* [TEXT BLOCK]:
#####

Gannoha also directs the Women's and Mother's Movement against Immorality, one of Embassy's activist arms. Embassy members take to the streets to oppose racism, homosexuality, and AIDS. That church has introduced a more confrontational approach to these issues, which urban Ukrainians, who see themselves as cosmopolitan and tolerant, are not sure they like.

A Healthier Evangelicalism

Evangelicals also feel a great need for infrastructure, which would greatly contribute to increased theological literacy and Christian unity. KTS's Goncharov is the main force—a "hero," as Strahm calls him—behind the Healthy Church movement, which is partially inspired by the 20th-century evangelical movement in America. Goncharov says, "Sometimes we feel very uncomfortable or unwelcome, even among evangelicals. It's not healthy. How can we create a different environment where we all feel welcome and help each other feel effective? How can we be welcoming, perfecting our ministry [and] helping each other?"

Goncharov and his collaborators are mapping out the terms of fellowship among evangelicals, which is very much a task of theological education. They have seven spiritual values, starting with the absolute authority of Scripture and including others who hold orthodox theology positions, "good, strong biblical preaching," and the freedom to change or eliminate extra-biblical tradition. The initiative is growing. In the fall they hosted a conference to discuss the values.

The results of Kyiv's spring 2008 mayoral election disappointed many democrats: the incumbent, widely believed to be corrupt, was reelected. With his government splitting into factions, President Viktor Yushchenko scheduled elections for early December — about the same time NATO will determine whether to give Ukraine and Georgiamembership action plans. The election results may show whether the country is leaning toward the West (in choosing Yushchenko) or trying to keep ties with Russia (in choosing Tymoshenko Bloc). For evangelicals, the matter is complicated by Tymoshenko's record of appointing Christians to high posts.

#####

Region pointing data
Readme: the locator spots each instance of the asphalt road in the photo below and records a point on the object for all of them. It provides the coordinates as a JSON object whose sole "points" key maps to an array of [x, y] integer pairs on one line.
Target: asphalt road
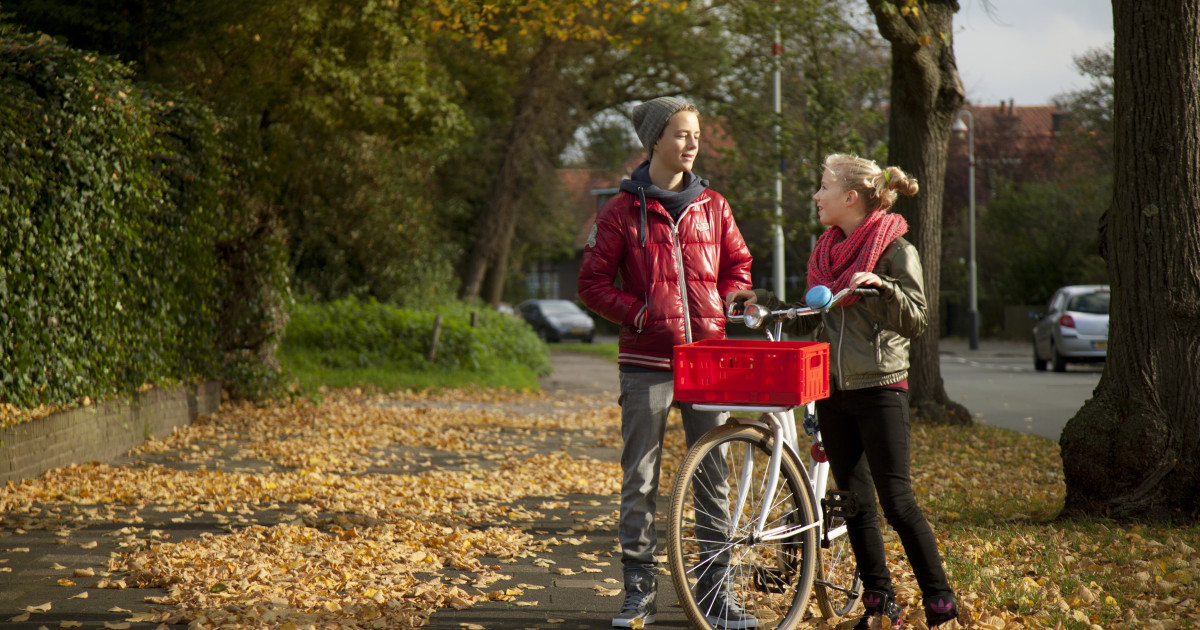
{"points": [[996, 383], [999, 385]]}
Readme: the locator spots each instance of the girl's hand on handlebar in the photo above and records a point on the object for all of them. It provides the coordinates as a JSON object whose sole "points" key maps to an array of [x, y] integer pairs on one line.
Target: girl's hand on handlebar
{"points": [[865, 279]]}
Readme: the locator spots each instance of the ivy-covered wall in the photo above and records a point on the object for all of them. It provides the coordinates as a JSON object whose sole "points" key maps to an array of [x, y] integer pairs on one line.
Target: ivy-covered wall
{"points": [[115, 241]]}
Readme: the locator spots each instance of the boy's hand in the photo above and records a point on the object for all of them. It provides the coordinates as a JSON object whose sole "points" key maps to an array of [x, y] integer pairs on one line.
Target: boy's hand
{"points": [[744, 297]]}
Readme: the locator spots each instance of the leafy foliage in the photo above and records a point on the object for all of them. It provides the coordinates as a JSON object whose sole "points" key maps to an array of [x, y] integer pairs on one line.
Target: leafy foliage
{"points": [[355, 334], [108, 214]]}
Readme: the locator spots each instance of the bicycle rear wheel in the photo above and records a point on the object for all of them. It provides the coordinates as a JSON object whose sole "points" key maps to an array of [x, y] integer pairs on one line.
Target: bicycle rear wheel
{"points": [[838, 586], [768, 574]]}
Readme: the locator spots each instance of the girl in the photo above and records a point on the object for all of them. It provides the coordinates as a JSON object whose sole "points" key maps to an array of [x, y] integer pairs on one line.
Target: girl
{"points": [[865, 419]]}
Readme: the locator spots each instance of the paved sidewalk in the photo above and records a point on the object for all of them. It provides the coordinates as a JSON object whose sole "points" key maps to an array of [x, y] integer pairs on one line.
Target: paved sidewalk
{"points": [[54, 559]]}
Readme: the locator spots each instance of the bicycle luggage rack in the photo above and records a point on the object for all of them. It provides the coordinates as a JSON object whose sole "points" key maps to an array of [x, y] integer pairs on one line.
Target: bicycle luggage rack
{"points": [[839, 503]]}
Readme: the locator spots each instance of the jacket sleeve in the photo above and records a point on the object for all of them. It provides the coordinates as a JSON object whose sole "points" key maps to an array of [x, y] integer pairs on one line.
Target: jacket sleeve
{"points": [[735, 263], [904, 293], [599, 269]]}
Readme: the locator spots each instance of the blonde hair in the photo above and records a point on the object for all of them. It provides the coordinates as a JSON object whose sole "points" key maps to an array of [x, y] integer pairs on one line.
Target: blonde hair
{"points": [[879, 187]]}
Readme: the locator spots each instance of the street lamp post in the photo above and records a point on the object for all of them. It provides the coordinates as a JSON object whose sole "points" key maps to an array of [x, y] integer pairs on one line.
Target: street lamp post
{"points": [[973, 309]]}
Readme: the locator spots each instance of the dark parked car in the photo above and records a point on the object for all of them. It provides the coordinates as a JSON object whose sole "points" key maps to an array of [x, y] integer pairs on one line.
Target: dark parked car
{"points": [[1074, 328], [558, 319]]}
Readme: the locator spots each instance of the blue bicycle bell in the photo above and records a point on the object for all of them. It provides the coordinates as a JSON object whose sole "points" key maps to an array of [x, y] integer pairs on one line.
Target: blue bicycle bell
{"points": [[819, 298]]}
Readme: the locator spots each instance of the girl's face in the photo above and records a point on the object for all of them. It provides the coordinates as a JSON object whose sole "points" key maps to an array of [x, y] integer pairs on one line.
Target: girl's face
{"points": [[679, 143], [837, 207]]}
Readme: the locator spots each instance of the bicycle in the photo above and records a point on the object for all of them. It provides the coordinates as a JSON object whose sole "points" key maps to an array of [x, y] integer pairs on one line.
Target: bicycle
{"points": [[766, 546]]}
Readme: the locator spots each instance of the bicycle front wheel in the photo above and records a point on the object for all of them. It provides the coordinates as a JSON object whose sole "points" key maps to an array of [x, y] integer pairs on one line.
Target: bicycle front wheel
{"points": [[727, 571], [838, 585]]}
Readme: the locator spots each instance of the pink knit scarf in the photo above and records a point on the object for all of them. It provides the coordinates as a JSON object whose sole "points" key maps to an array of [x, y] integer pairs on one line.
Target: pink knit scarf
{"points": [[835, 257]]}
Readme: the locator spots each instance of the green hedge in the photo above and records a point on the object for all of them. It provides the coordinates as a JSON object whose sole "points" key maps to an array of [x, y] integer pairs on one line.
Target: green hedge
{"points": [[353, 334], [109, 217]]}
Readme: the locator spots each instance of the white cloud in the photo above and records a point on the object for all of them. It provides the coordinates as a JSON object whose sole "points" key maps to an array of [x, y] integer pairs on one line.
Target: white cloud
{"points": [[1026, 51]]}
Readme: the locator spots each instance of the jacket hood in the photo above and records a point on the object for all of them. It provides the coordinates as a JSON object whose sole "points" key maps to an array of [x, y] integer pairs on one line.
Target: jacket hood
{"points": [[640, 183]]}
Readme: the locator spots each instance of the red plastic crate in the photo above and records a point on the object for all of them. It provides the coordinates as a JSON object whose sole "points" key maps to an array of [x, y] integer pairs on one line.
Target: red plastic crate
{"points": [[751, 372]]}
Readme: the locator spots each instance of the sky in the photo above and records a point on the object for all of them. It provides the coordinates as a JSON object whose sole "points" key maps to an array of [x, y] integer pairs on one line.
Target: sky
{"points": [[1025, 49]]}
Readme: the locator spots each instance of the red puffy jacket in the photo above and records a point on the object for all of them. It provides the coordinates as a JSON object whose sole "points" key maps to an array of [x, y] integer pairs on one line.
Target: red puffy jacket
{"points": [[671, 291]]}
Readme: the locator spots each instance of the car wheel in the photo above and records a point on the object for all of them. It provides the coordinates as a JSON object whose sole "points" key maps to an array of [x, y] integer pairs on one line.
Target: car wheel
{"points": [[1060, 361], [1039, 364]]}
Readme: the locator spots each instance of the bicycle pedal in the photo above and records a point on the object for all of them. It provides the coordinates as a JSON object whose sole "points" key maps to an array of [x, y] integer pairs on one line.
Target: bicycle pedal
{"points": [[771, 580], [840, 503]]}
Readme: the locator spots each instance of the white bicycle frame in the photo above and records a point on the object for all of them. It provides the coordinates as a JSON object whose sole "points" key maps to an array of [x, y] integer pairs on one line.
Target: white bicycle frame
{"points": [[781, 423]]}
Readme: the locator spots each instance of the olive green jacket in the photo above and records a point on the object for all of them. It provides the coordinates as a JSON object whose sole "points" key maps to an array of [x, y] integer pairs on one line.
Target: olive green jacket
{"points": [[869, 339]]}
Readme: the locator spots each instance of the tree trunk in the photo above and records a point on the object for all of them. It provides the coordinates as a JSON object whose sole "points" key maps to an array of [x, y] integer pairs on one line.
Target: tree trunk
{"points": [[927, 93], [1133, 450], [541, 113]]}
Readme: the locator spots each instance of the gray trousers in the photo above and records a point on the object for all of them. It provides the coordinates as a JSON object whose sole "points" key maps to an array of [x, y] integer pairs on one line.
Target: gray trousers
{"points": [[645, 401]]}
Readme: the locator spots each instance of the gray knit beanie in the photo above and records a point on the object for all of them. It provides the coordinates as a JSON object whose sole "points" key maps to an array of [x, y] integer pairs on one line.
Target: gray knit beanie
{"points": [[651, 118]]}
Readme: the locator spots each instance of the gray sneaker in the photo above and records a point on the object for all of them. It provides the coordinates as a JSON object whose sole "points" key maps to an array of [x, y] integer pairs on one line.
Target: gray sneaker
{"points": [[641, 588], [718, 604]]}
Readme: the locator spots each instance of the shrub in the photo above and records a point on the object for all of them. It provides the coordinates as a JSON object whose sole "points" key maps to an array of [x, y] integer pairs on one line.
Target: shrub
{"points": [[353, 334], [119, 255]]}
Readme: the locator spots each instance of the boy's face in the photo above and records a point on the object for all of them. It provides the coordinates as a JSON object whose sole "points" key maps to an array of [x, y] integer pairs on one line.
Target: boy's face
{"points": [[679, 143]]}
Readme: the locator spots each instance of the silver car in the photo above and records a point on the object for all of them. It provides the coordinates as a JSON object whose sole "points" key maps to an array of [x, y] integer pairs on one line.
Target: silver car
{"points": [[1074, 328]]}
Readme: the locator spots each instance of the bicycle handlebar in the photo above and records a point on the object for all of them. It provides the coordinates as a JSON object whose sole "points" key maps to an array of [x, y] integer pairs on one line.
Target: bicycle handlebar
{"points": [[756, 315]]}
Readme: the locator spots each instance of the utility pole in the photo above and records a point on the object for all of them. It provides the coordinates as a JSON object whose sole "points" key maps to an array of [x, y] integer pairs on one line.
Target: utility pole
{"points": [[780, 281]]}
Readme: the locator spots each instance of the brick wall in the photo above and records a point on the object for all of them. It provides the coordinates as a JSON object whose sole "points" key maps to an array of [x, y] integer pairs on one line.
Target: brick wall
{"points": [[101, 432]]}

#####

* [REQUIRED ACTIONS]:
1. Please reproduce the passage on Ukrainian evangelicals verbatim from "Gannoha also directs" up to and including "sure they like.".
2. According to the passage on Ukrainian evangelicals, how many spiritual values do Goncharov and his collaborators have?

* [SOLUTIONS BELOW]:
1.
Gannoha also directs the Women's and Mother's Movement against Immorality, one of Embassy's activist arms. Embassy members take to the streets to oppose racism, homosexuality, and AIDS. That church has introduced a more confrontational approach to these issues, which urban Ukrainians, who see themselves as cosmopolitan and tolerant, are not sure they like.

2. Seven.